▸ TASK DETAILS: When you answer, copy every line of the listing below exactly.
**********
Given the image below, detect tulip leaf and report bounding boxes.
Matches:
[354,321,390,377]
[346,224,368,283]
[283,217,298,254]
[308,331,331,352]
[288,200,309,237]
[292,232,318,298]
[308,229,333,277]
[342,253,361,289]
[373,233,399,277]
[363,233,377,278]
**********
▸ WRITTEN ANSWER:
Given the image below, detect tulip leaf and report bounding boxes.
Matches:
[354,321,390,377]
[346,224,368,283]
[283,217,298,254]
[308,331,331,352]
[288,200,309,237]
[292,232,318,298]
[308,229,333,277]
[342,253,361,289]
[373,233,399,277]
[363,233,377,278]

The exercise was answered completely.